- THE REQUEST:
Echo every one of the records below back verbatim, line for line, changing nothing.
----- LISTED ENTRIES
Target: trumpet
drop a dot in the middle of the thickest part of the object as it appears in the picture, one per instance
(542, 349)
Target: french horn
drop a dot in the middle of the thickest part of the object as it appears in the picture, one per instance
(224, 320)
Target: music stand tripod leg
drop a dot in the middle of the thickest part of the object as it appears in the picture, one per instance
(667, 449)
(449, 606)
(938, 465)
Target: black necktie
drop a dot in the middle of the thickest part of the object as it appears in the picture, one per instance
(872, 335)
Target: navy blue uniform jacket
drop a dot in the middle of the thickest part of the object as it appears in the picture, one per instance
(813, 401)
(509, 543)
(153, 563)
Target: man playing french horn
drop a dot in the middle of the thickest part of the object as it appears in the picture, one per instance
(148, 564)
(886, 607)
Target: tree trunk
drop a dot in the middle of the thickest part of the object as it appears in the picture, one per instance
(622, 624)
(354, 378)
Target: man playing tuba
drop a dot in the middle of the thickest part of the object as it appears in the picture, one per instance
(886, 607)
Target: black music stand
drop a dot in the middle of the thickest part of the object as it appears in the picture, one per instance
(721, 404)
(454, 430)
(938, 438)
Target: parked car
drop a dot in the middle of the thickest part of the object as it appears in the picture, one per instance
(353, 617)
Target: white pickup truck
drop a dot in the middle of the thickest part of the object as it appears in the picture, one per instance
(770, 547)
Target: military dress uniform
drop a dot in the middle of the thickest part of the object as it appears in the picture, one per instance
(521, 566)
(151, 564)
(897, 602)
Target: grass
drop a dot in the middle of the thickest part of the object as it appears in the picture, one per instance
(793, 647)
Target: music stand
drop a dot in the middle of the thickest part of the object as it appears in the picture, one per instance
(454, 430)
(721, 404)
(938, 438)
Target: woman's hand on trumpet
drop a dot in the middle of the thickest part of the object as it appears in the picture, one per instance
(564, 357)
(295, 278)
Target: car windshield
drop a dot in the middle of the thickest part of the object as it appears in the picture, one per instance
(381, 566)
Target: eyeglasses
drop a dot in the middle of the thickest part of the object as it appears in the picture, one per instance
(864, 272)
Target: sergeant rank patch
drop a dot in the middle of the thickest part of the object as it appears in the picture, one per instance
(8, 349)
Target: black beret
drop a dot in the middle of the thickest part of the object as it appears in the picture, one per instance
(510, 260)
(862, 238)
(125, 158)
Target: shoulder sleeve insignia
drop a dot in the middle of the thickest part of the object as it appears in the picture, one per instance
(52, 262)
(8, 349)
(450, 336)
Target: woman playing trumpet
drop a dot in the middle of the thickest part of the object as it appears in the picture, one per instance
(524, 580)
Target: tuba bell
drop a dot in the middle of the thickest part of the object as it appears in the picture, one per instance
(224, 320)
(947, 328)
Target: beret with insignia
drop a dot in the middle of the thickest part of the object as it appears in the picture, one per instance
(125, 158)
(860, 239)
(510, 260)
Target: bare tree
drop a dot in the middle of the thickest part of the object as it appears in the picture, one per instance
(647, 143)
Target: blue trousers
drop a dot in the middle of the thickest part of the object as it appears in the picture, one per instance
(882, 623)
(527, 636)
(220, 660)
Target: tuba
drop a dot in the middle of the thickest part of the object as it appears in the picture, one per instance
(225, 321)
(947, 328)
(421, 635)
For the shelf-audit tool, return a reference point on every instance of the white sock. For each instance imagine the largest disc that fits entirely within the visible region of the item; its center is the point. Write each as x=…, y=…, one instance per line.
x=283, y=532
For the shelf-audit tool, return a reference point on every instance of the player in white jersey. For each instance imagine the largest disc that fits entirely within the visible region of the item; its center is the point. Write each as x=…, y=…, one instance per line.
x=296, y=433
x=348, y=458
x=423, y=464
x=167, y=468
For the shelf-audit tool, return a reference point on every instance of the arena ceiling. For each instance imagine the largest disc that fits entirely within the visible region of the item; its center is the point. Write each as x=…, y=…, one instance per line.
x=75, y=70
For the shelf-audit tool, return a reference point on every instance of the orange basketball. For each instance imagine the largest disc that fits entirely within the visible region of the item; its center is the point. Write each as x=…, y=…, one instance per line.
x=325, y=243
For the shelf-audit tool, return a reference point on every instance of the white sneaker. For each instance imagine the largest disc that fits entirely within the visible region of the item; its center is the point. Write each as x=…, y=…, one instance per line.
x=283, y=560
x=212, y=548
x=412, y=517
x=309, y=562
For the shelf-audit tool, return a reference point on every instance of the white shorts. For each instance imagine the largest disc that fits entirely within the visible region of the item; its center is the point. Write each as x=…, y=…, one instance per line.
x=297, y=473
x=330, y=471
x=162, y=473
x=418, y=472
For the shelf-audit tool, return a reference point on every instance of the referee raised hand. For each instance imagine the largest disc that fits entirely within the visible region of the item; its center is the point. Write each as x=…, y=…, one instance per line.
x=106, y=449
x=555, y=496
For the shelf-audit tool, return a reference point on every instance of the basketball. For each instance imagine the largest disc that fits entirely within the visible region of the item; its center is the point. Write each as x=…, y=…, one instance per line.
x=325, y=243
----------
- RESULT FOR THIS TASK:
Target: trumpet
drop a dot in the middle of the thickest part of the object as it appears in the picture, one per instance
(542, 349)
Target: french horn
drop a dot in the middle of the thickest part of the object as it appears in the picture, one per instance
(224, 320)
Target: music stand tripod leg
drop a dot in the middle of the thickest part of the object as it appears in the picture, one per instance
(667, 449)
(449, 606)
(938, 465)
Target: black necktie
drop a dot in the middle of the thickest part of the object as it appears in the picture, one per instance
(872, 335)
Target: navy blue uniform jacket
drop a dot in the middle of the thickest part of the object as it appears in the picture, one per instance
(813, 401)
(509, 543)
(153, 563)
Target: man playing french horn
drop a dot in the middle of the thickest part of the object as it appears in the picture, one per instance
(148, 564)
(886, 607)
Target: tree trunk
drop a dot in the middle of the thickest part of the object as it appears in the picture, one per instance
(622, 624)
(354, 378)
Target: man playing tuba
drop a dot in the middle of the thickest part of the object as it appears in the picture, one per instance
(886, 607)
Target: black music stand
drop a dot in the middle of the thickest part of the object as it appears in the picture, one per instance
(721, 404)
(454, 430)
(938, 438)
Target: parked car
drop a dot in the middle of the thickest part of the object as it appears in the picture, one per instance
(353, 617)
Target: white pickup truck
drop a dot in the middle of the thickest part of the object as it appears in the picture, one per instance
(770, 547)
Target: military dress uniform
drop a dot in the middle of the thickest part of the object as it appears in the picture, one per instance
(521, 566)
(151, 564)
(897, 602)
Target: grass
drop a dot in the middle of the thickest part of the object as it appears in the picture, one per instance
(793, 647)
Target: music stand
drop a dot in the middle of the thickest part of the object as it appears in the picture, one per instance
(454, 430)
(721, 404)
(938, 438)
Target: woman's hand on trumpet
drop a dot in the middle of the thickest part of the object as it appears in the picture, one per instance
(564, 357)
(295, 278)
Target: car windshield
drop a dot in the middle of the thickest part of the object as it appears in the picture, one per instance
(381, 566)
Target: eyeglasses
drop a dot in the middle of the thickest part of the object as it appears in the picture, one per instance
(864, 272)
Target: sergeant rank patch
drop a dot in the middle of the thickest part of the object as it appears in the picture, one per instance
(8, 349)
Target: black beret
drop a dot in the middle of the thickest part of the object as it appears in the picture, one per instance
(510, 260)
(862, 238)
(125, 158)
Target: shoulder sleeve insignia
drop a dot in the middle of the thickest part of the object as it appears in the picture, one per instance
(52, 262)
(8, 349)
(450, 336)
Target: woman playing trumpet
drop a dot in the middle of the thickest part of the object as it appears in the picture, one per instance
(524, 580)
Target: tuba bell
drop a dot in the middle of the thickest part of the object as it appears in the picture, one per instance
(224, 320)
(947, 328)
Target: beret with insignia
drop a dot in the middle of the thickest part of the object as it appears in the picture, one per instance
(125, 158)
(860, 239)
(510, 260)
Target: bare tree
drop a dot in the middle of the thickest part of the object as it appears in the picture, one per instance
(647, 143)
Target: blue trousers
drop a dot in the middle of the thickest part of the object as it appears in the picture, one per instance
(882, 623)
(527, 636)
(220, 660)
Target: tuba
drop a dot in the middle of the thickest part of the object as it appears in the picture, one per instance
(225, 321)
(947, 328)
(421, 635)
For the shelf-audit tool, return a reference point on every instance of the white sock. For each instance imagine the largest disc that fits entirely within the visible region of the item; its center is the point. Write each as x=…, y=…, one instance per line.
x=283, y=532
For the shelf-audit tool, return a reference point on every instance of the player in white jersey. For each instance imagine the largest disc that fits entirely within the visible region of the item; its center is the point. Write each as x=…, y=…, one instance per line.
x=296, y=433
x=348, y=458
x=423, y=464
x=167, y=468
For the shelf-audit tool, return a reference point on every instance of the arena ceiling. For each instance imagine the largest disc that fits entirely within the visible region of the item; its center is the point. Write each as x=…, y=…, one instance per line.
x=75, y=70
For the shelf-audit tool, return a reference point on every instance of the orange basketball. For each instance imagine the largest disc that fits entirely within the visible region of the item; its center is the point. Write each as x=…, y=…, one instance per line.
x=325, y=243
For the shelf-audit tool, return a reference point on every instance of the white sneaker. For each instance imagine the largest disc that fits entirely within the visible region of the item; its center is the point. Write each as x=…, y=…, one instance per line.
x=283, y=560
x=212, y=548
x=412, y=517
x=309, y=562
For the shelf-audit tool, return a reference point on every instance of the white shorts. For each instance imagine the largest disc that fits entirely within the visible region of the item; its center is the point. Write each as x=…, y=…, one instance per line.
x=297, y=473
x=330, y=471
x=162, y=473
x=418, y=472
For the shelf-audit tool, return a reference point on every instance of the referee raised hand. For each instance imagine the largest disc that fits entirely within the visible region of the item; its center is the point. Write each as x=…, y=…, one instance per line.
x=106, y=449
x=555, y=496
For the shelf-audit tool, return a reference point on every instance of the basketball. For each instance imagine the largest disc that fits entirely within the visible region of the item; its center is the point. Write each as x=…, y=…, one instance per line.
x=325, y=243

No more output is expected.